Excerpts from point annotation data →
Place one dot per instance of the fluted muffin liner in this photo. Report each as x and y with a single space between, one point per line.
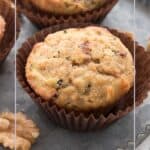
42 19
8 13
88 121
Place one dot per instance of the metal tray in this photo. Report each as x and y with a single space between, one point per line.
119 135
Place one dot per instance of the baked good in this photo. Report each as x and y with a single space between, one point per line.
80 69
2 27
66 6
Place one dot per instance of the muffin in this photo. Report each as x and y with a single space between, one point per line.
66 7
45 13
81 69
2 27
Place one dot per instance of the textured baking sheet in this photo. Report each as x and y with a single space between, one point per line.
119 135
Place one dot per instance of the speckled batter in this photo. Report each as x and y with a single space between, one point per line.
66 6
80 69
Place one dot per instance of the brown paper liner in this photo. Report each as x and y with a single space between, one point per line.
8 13
91 121
42 19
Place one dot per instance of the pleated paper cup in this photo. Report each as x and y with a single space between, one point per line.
8 13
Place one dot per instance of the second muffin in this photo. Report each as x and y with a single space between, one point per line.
81 69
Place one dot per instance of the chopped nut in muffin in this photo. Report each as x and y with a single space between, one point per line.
66 6
87 68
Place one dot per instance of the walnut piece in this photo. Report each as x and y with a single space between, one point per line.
26 131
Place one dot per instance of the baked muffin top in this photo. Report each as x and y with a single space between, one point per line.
66 6
2 27
80 68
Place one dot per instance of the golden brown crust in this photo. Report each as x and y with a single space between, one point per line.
2 27
26 131
80 69
66 6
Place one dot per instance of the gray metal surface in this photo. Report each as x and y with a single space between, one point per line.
119 134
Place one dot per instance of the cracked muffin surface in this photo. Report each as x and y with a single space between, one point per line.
2 27
66 6
80 69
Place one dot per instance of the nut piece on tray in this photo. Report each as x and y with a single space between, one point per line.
26 131
148 46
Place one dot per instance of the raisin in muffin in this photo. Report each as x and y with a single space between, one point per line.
80 69
2 27
66 6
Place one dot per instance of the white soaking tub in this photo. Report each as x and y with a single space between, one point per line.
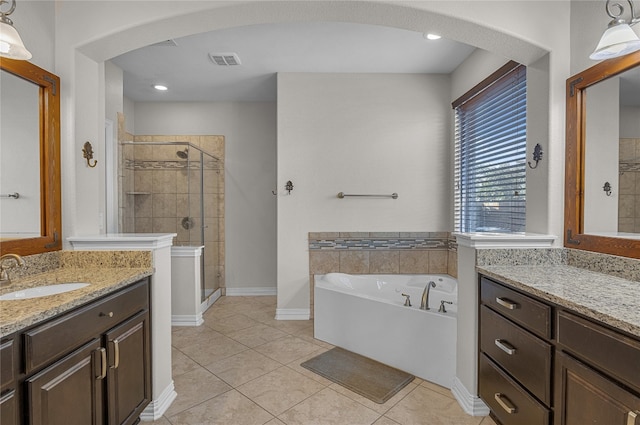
366 314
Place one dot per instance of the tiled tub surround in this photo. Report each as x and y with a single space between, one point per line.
381 253
602 287
105 271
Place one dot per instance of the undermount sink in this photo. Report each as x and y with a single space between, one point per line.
42 291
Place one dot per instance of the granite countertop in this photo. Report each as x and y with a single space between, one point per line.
19 314
608 299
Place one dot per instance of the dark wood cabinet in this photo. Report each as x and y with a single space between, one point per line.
540 363
587 397
70 391
89 366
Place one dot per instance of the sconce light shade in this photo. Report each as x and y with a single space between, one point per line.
11 45
617 40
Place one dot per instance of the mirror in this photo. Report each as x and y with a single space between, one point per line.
30 201
603 133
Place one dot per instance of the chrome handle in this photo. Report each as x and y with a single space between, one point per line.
116 353
103 363
505 346
507 303
505 403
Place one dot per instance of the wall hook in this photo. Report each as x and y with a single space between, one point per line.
537 156
87 153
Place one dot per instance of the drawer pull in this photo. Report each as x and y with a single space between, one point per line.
103 363
505 346
507 303
505 403
116 354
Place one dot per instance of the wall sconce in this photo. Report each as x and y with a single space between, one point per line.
537 156
11 45
619 39
87 153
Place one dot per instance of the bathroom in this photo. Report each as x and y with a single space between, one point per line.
258 222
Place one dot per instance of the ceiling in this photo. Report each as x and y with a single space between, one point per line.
184 66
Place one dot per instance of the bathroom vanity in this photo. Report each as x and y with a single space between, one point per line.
81 357
558 345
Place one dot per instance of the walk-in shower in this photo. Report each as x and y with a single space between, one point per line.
176 187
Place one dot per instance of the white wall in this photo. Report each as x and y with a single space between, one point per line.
601 157
361 134
250 176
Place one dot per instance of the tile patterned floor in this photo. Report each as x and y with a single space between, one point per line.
242 367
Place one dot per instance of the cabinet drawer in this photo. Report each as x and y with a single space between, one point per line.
530 313
524 356
47 342
615 354
7 364
508 402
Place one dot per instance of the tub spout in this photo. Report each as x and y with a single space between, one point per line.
424 302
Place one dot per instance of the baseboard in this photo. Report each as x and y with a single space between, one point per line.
471 404
293 313
251 292
158 407
187 320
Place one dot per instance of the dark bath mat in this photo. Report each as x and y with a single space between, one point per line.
369 378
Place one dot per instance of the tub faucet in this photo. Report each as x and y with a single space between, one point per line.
424 303
17 262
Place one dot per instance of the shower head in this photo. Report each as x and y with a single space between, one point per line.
183 154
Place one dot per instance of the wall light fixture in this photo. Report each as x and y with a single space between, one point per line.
11 45
618 39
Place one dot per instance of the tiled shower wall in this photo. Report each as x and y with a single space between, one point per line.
382 253
629 196
154 200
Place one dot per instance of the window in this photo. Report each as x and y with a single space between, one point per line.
490 153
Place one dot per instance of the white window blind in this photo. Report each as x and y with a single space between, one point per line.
490 154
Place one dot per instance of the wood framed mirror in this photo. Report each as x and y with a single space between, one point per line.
592 212
30 196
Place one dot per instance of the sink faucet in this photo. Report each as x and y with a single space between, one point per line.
424 303
6 258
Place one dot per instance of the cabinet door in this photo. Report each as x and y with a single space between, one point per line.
69 392
583 396
129 376
9 408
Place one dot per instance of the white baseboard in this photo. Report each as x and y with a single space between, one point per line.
251 292
187 320
471 404
293 313
158 407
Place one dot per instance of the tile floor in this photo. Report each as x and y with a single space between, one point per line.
243 367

What is needed → Quote the preceding records in their entirety, excluding every picture.

In response →
Place one dot per instance of the fluted muffin liner in this photo. Report each as x and y with a single space between, one point per line.
42 19
8 13
88 121
Place one dot per instance of the metal tray in this photo. Report each as x and y with a single space between, one point per line.
119 135
Place one dot per instance of the baked good in this photo. Report each as x and y with a single space between, one point per line.
80 69
2 27
66 6
Place one dot per instance of the muffin in this photo. Report each as x and y with a single space between, one point per line.
66 7
45 13
81 69
2 27
Place one dot per instance of the textured baking sheet in this photo. Report each as x and y with a single space between, one point per line.
119 135
Place one dot per instance of the speckled batter in this photo. Report each as x and y with a single space between, one point per line.
66 6
80 69
Place one dot per instance of the brown paper liner in this photo. Report each as x and y with a single space between, one point per line.
8 13
91 121
42 19
Place one dot per instance of the pleated paper cup in this photo. Report each as x and y with a single space between, one point per line.
8 13
Place one dot per instance of the second muffin in this photo. Report each as x and y with a single space between, one point per line.
81 69
Place one dot per instance of the chopped nut in muffin in this photo. Report each as x and y with a single space between, one point per line.
66 6
87 68
Place one dot per instance of the walnut piece in this photo. Report each as x and y with a single space between, one point per line.
26 131
Place one dot per instance of the baked muffin top in this photo. Report each as x and y with a single space between, one point per line.
66 6
2 27
80 68
Place one dot per instance of the golden brown crust in this photo. Report each as x and y with a single space between, one point per line.
2 27
26 131
80 69
66 6
Place one dot per instance of the gray metal surface in this photo. Report each as x and y with a single space between, one point per line.
119 134
Place one dot per instance of the cracked muffin surface in this photo. Report each as x and y with a single space between, one point per line.
2 27
66 6
80 69
Place one dot per instance of the nut piece on tray in this photo. Report each as x and y with a single space between, one point per line.
26 131
148 46
Place one dot per instance of the raisin in muffin in this photo. Report each as x and y with a single space between, one point per line.
80 69
2 27
66 6
Place one dot per instance of the white soaking tub in this photo. Report each as x and y with a single space between, one point per line.
366 314
Place one dot per instance of the tiled tub surround in this photo. Report each as x and y with a single space between, one point per line.
381 253
602 287
105 271
Place one dot per instance of the undermount sink in this photo. Report each as x and y with a single space between, one point per line.
42 291
Place one dot per instance of the granite countertop in this photo. Report each as x and y with a single space between, one point per line.
19 314
608 299
Place one dot per instance of the dark wood cabinet in this photo. Report each as x and y with a single space between, one point per line.
540 363
587 397
70 391
89 366
Place one dot per instance of the sconce light shade in this photo. Report each as x and y with a single space between, one point per line.
11 45
617 40
Place one dot per instance of the mirror in this photo. Report each as x and y with a single space between, one point per line.
30 201
603 133
Place one dot per instance of the chrome handle in this photo. Report each as x and y with a single space between, one point per line.
116 353
103 363
505 346
507 303
505 403
Place one dot per instance of the wall hook in this photo. Report each as x and y with a single space between, one point per line.
537 156
87 153
Place one dot per instance of the drawer pull in this photo. Report each as x and y with a single space between, one point per line.
103 363
505 346
507 303
505 403
116 354
Place one dot per instance of the wall sconce in this photo. Report each as x and y with a single space between, one point per line.
537 156
11 45
619 39
87 153
Place one dot per instance of the bathroom in this photo. Report each as x and y with a single space between, one point per line.
258 222
Place one dot per instance of the ceiling in this photo. Report each as x and y with a single space between, one point per line.
184 66
Place one dot per instance of the bathroom vanity in this photo. Report each as x and y with a single space between, one point per line.
81 357
558 345
Place one dot per instance of the walk-in shower in this photo. Report each as x and y with a single space between, one point per line.
176 187
Place one dot per instance of the white wall in this photo. Report each as x and y with a single space between, one point per line.
601 157
361 134
250 176
Place one dot per instance of the tile patterned floor in this photo. Report each as x and y with a single space between, one point per line.
242 367
Place one dot per instance of the cabinet drawer in this photo. Report each as x and y with a single space between, one point per line.
530 313
524 356
47 342
615 354
7 364
508 402
Place one dot per instance of the tub spout in this photo. Report each as x and y with a single space between, one point per line.
424 302
Place one dot per instance of the baseboard in this photo. Report each as x and y with a single space between, one point per line.
471 404
293 313
251 292
158 407
187 320
Place one dot per instance of the dark bath mat in this photo. Report each as x and y with a single space between, one point per line.
369 378
Place one dot per instance of the tub faucet in this photo. Report each as x and y with a single space between, one point per line.
424 303
17 262
Place one dot per instance of the shower head in this photo. Report each as x and y with a single space between, one point per line.
183 154
Place one dot per instance of the wall light fixture in this photo. Report each as x and y with a single space between, one point per line.
11 45
618 39
Place one dot per instance of the tiled shower wall in this photo. Report each as x and y with a single space between, one point per line.
382 253
629 196
154 200
Place one dot per instance of the window in this photo. Report each as x and y with a single space between, one point per line.
490 153
Place one dot per instance of the white window blind in this photo. Report each as x and y with a single space between, one point per line.
490 154
Place one dot per instance of the wood framed mirror in this photo. Report each as x and y with a single space between, one point per line.
592 212
30 196
Place one dot per instance of the sink faucet in this photo. Report each as x and y with a single space between, one point per line.
424 303
6 258
Place one dot per instance of the cabinet door in this photo. Report each as x and y with a single space between, one point per line.
69 392
583 396
129 376
9 408
Place one dot per instance of the white baseboard in this photo. Report each as x and y with a single space between, one point per line.
251 292
187 320
471 404
293 313
158 407
Place one dot per instance of the tile floor in this photo. Report each as x and y with a single space between, one point per line.
243 367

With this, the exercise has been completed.